## EXERCISE OBJECTIVE
In the records below, render the lines as a numbered list, starting with the line that contains "Reviewer note: confirm that each instance of the white glove" and continuing through the line that contains "[(37, 94), (131, 145), (63, 167)]", and omit any blank lines. Include only those lines.
* * * * *
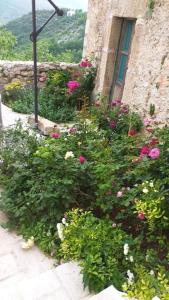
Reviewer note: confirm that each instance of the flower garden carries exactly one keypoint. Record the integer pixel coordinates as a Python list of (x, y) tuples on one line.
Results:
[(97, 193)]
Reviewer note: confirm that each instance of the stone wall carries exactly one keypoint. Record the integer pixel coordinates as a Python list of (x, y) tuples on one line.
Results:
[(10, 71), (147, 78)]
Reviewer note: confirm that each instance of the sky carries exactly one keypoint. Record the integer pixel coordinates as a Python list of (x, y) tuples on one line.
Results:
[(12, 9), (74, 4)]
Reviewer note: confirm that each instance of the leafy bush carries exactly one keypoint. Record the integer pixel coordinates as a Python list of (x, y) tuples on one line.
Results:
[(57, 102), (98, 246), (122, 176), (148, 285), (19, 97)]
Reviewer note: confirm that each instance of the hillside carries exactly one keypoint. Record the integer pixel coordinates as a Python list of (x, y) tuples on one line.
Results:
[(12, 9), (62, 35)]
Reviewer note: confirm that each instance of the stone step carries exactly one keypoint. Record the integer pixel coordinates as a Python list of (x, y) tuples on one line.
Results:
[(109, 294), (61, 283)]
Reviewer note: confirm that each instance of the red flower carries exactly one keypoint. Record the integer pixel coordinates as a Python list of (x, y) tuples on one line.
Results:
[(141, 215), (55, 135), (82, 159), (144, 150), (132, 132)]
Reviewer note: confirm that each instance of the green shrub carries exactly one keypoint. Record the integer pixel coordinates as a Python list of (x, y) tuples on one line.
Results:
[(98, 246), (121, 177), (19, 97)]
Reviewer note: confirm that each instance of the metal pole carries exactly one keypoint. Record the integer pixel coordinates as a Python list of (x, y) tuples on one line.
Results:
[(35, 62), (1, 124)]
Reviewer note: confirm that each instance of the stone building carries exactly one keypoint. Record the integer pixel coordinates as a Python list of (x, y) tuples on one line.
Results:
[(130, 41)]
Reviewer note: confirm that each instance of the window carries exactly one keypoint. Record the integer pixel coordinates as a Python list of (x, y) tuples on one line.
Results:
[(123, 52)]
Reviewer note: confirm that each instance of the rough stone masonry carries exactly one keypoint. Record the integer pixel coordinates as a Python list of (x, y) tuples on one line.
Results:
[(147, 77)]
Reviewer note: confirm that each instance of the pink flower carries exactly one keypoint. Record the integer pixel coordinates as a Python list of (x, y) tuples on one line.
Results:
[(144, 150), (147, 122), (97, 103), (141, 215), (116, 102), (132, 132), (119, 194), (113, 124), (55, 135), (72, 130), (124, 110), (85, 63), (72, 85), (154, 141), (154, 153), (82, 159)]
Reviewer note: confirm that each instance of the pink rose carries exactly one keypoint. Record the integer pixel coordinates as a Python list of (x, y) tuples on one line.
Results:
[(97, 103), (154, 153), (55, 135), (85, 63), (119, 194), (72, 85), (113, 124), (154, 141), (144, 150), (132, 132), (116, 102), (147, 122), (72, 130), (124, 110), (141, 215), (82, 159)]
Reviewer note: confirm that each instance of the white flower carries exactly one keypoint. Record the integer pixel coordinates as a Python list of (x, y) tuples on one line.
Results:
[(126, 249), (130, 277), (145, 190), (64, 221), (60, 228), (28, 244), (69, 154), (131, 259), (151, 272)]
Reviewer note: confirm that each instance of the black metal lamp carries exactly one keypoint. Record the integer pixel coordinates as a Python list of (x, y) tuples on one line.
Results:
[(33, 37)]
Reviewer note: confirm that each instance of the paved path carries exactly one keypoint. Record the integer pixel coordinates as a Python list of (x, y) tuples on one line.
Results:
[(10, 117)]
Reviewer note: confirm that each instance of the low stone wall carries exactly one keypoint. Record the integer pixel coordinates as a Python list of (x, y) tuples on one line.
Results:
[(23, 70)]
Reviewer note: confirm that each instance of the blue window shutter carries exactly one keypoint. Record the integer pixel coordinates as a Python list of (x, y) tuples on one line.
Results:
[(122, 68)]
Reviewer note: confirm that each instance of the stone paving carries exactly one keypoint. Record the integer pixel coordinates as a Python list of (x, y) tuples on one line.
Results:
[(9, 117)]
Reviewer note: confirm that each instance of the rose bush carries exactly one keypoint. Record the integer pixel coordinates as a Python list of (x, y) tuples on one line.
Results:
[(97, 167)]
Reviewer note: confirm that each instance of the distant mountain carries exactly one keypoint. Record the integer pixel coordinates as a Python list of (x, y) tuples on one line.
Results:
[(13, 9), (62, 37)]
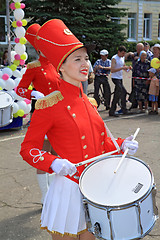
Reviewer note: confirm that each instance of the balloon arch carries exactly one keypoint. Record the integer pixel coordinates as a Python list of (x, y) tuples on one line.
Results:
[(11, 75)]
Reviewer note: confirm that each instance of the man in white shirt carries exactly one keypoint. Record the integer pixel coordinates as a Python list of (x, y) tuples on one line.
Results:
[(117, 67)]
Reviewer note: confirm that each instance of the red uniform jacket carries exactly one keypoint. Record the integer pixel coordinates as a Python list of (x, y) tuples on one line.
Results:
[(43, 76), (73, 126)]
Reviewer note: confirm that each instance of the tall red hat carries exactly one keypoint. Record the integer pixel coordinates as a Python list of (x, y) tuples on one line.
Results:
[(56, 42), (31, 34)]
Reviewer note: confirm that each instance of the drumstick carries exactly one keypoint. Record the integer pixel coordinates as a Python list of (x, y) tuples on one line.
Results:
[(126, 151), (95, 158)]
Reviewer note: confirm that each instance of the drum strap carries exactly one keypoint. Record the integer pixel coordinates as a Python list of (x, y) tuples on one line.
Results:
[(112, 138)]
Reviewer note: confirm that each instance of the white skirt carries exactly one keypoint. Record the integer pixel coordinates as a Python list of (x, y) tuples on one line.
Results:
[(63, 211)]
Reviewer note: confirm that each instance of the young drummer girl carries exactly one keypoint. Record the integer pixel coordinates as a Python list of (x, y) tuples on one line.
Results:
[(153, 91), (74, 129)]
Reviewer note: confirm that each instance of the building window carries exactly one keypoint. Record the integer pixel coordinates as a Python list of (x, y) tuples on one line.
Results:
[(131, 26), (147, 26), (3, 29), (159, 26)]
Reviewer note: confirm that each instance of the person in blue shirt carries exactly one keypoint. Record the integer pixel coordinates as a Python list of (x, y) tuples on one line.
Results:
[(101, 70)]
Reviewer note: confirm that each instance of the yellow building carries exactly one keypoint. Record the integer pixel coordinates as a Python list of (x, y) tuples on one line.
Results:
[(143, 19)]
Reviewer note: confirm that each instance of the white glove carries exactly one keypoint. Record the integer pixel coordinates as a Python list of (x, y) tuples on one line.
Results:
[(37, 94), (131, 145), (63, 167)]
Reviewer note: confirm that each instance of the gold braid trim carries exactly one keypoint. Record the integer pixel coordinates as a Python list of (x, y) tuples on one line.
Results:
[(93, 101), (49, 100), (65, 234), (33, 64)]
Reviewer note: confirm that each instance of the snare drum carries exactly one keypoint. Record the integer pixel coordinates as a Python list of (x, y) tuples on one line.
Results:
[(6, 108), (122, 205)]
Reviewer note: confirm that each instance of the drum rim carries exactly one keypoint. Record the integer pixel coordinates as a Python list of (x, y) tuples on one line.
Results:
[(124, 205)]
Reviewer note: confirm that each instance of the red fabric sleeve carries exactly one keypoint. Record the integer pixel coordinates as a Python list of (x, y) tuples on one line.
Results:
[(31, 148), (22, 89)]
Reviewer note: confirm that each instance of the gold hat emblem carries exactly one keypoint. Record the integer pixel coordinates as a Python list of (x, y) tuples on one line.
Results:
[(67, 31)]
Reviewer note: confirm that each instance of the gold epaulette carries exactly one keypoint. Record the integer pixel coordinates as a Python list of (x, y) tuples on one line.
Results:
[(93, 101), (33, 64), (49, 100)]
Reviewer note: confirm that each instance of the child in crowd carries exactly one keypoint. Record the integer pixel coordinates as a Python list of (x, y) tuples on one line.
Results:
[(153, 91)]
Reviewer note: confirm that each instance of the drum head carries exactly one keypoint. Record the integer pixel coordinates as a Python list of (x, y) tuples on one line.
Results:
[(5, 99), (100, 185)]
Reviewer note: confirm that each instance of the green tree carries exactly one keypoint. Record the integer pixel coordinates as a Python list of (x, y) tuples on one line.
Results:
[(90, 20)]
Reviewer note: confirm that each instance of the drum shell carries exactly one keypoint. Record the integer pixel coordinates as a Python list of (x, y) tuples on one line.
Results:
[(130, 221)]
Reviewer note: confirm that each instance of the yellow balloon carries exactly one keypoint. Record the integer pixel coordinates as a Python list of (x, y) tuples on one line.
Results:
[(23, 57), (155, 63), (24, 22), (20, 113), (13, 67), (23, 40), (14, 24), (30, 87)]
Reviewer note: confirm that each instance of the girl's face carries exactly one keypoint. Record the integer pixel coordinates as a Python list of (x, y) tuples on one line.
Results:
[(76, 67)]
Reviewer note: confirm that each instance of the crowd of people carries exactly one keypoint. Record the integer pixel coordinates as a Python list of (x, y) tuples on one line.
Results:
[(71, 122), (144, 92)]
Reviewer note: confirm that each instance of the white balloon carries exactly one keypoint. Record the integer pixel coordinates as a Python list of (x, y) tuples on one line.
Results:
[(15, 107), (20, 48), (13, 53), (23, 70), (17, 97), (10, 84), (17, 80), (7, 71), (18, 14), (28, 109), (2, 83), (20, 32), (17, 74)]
* * * * *
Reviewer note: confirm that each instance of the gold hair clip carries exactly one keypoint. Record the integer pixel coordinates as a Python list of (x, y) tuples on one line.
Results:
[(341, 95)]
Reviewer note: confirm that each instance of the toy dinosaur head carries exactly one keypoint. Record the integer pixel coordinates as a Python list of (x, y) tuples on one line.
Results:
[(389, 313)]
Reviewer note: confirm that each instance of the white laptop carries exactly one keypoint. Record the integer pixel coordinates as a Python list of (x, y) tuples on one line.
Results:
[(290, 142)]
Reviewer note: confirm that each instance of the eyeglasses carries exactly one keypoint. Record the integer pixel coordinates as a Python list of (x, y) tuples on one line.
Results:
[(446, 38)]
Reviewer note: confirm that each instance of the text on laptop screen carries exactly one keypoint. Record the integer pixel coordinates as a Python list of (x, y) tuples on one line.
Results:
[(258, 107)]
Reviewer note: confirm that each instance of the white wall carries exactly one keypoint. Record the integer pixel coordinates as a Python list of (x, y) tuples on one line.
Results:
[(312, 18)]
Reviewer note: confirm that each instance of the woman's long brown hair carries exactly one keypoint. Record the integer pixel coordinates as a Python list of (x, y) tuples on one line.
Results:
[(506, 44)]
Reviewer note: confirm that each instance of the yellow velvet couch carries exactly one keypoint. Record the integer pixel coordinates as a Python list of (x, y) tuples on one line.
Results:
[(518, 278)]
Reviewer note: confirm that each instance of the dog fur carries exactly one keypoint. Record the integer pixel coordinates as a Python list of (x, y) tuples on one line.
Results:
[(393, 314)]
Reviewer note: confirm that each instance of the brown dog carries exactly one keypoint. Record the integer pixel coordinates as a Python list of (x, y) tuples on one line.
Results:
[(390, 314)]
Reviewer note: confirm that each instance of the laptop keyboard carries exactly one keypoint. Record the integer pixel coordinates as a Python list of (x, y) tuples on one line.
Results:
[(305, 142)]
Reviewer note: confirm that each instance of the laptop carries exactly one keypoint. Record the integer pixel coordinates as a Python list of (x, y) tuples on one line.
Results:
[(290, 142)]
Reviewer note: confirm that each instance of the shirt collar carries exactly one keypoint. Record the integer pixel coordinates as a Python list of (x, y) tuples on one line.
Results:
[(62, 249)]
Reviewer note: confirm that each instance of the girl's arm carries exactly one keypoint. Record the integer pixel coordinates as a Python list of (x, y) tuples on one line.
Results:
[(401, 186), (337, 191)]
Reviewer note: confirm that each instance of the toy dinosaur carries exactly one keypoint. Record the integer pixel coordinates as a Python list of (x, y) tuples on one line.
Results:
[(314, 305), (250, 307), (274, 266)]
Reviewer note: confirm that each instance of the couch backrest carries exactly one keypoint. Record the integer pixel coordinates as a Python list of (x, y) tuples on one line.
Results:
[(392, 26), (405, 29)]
* * * * *
## THE RESULT
1. Reviewer note: confirm that each instance of the white glove carries exactly one keypoint. Record the integer pixel coordinates as a Python list of (x, y) tuples on one line.
2. Results:
3. [(37, 94), (131, 145), (63, 167)]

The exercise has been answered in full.